Your task: Continue the passage about American Indian art and museums, picking up right after its last sentence.

Given text:
▬▬▬▬▬▬▬▬▬▬

2. A double saddle blanket shown on horseback under a contemporary saddle. Note how only the decorative border is revealed.

Works of American Indian art occasionally realize strong prices at auction, and scores of books extol the aesthetic and spiritual virtues of art created by "the first Americans." But, with the notable exception of the Museum of the American Indian in New York, major American museums seem reluctant to stage either permanent or temporary exhibitions of American Indian art. Their reluctance to display American Indian material may be rooted in the 19th century, when Anglo-Americans killed nine million American Indians. Or it may have something to do with the fact that American Indian Art is a diverse, complicated field that does not lend itself to academic theories. Whatever the reasons, this reluctance has created an unfortunate stalemate: if there is little or no American Indian art in American museums, then the American public has no place to cultivate an interest in it, and if the public has no interest, the museums have no incentive to stage exhibitions. Meanwhile, the respect flows into simpler, trendier areas like Turkish kilims or Kuba textiles.

▬▬▬▬▬▬▬▬▬▬

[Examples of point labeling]
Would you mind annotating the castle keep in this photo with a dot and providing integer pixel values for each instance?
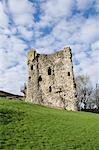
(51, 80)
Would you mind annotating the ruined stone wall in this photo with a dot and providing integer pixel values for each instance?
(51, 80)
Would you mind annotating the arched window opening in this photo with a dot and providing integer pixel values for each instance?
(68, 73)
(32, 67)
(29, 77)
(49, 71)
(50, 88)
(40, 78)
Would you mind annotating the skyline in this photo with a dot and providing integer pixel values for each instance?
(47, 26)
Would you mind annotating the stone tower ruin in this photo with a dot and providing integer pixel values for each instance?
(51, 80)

▬▬▬▬▬▬▬▬▬▬

Answer below:
double saddle blanket

3. Saddle Blanket

The lack of respect received by American Indian art used to irritate me. I had a passion for the material, so I thought everyone else should be passionate too. It was only during the last couple of years that I realized how fortunate I was to be working and collecting in a field that gets scant institutional respect. Collecting art that everyone wants is, at best, an exercise in conformity. You may think that you're thinking for yourself, but your thoughts are really being produced by the crowd you're following. Prices are high, selection is low and a sense of discovery is long gone. Collecting art that nobody wants is just the opposite. Prices are low, selection is good and a sense of discovery is always with you. The story of the Navajo double saddle blanket is one I am still learning how to tell, but for me it began seven years ago, in the middle of the art boom, with an art form that nobody wanted.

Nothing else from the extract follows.